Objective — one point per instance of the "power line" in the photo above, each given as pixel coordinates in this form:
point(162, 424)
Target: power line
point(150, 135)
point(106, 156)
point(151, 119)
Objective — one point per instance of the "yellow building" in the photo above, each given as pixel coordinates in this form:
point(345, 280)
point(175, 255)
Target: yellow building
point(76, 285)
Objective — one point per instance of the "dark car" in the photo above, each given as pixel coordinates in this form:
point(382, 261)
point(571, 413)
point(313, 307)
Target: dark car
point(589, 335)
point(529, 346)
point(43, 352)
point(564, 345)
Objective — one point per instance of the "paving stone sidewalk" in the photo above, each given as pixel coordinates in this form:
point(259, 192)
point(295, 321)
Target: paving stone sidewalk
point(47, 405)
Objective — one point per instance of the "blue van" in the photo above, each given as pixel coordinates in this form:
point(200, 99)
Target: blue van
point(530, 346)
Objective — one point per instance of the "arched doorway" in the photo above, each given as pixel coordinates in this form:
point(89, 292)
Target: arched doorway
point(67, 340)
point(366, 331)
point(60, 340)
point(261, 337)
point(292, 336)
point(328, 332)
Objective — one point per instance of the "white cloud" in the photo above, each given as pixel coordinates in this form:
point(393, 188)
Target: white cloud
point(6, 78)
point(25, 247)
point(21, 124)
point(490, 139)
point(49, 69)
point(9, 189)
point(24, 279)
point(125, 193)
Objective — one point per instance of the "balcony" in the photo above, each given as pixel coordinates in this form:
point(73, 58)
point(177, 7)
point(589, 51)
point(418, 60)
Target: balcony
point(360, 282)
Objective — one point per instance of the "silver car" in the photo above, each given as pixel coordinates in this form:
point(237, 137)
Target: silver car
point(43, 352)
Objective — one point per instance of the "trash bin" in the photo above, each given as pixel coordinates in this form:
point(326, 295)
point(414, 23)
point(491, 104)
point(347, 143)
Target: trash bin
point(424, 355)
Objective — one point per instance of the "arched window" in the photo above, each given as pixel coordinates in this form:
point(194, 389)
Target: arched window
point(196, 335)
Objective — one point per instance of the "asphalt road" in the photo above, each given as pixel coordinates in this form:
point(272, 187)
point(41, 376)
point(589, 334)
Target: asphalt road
· · · ·
Rewrite the records above as a JSON list of strings, with one string for each line and no entries for blank lines.

[
  "Objective — one point per instance of the \"power line\" in the photo above, each given as pixel coordinates in this form:",
  "point(162, 424)",
  "Target: power line",
  "point(150, 135)",
  "point(106, 156)",
  "point(151, 119)",
  "Objective — one point per instance of the \"yellow building\" in the photo above, each given as pixel coordinates in this form:",
  "point(345, 280)",
  "point(175, 255)",
  "Target: yellow building",
  "point(76, 285)",
  "Objective — one point per instance of the \"dark car\" in the photo above, each given as pixel coordinates in this form:",
  "point(382, 261)",
  "point(571, 413)",
  "point(313, 307)",
  "Target: dark car",
  "point(589, 335)",
  "point(529, 346)",
  "point(43, 352)",
  "point(564, 345)",
  "Objective — one point per instance of the \"paving stone sidewalk\" in the photo above, each given as pixel coordinates in this form:",
  "point(259, 192)",
  "point(295, 321)",
  "Target: paving stone sidewalk",
  "point(47, 405)",
  "Objective — one point per instance of the \"blue van\" in the photo above, each given as pixel coordinates in this form:",
  "point(200, 99)",
  "Target: blue van",
  "point(530, 346)",
  "Objective — one point per instance of the \"arched doorway\" in the photo above, each given as pixel coordinates in this form:",
  "point(89, 292)",
  "Target: arched doorway",
  "point(67, 340)",
  "point(366, 331)",
  "point(60, 340)",
  "point(261, 337)",
  "point(292, 336)",
  "point(328, 332)",
  "Objective — one point per instance of the \"white cloud\" in the photo above, each given as pixel coordinates in this form:",
  "point(393, 188)",
  "Target: white cloud",
  "point(6, 78)",
  "point(25, 247)",
  "point(21, 124)",
  "point(490, 139)",
  "point(49, 69)",
  "point(9, 189)",
  "point(24, 279)",
  "point(125, 193)",
  "Objective — one point per instance of the \"balcony\" in the photo above, each given as pixel coordinates in this form:",
  "point(73, 58)",
  "point(177, 7)",
  "point(589, 51)",
  "point(418, 60)",
  "Target: balcony",
  "point(360, 282)",
  "Objective — one point per instance of the \"silver car\" in the photo above, each given as pixel coordinates in this form:",
  "point(237, 137)",
  "Target: silver car",
  "point(43, 352)",
  "Objective — one point per instance of the \"trash bin\" in the photo above, each given as pixel coordinates in this form:",
  "point(326, 295)",
  "point(414, 23)",
  "point(491, 104)",
  "point(347, 143)",
  "Target: trash bin",
  "point(424, 355)",
  "Objective — one point per instance of the \"arched window\" in the photo above, each given as pixel coordinates in this form:",
  "point(194, 389)",
  "Target: arched window",
  "point(196, 335)",
  "Objective — one point per instance of the \"asphalt road\" in the photo above, each given as pixel coordinates in this form:",
  "point(272, 187)",
  "point(41, 376)",
  "point(589, 334)",
  "Target: asphalt road"
]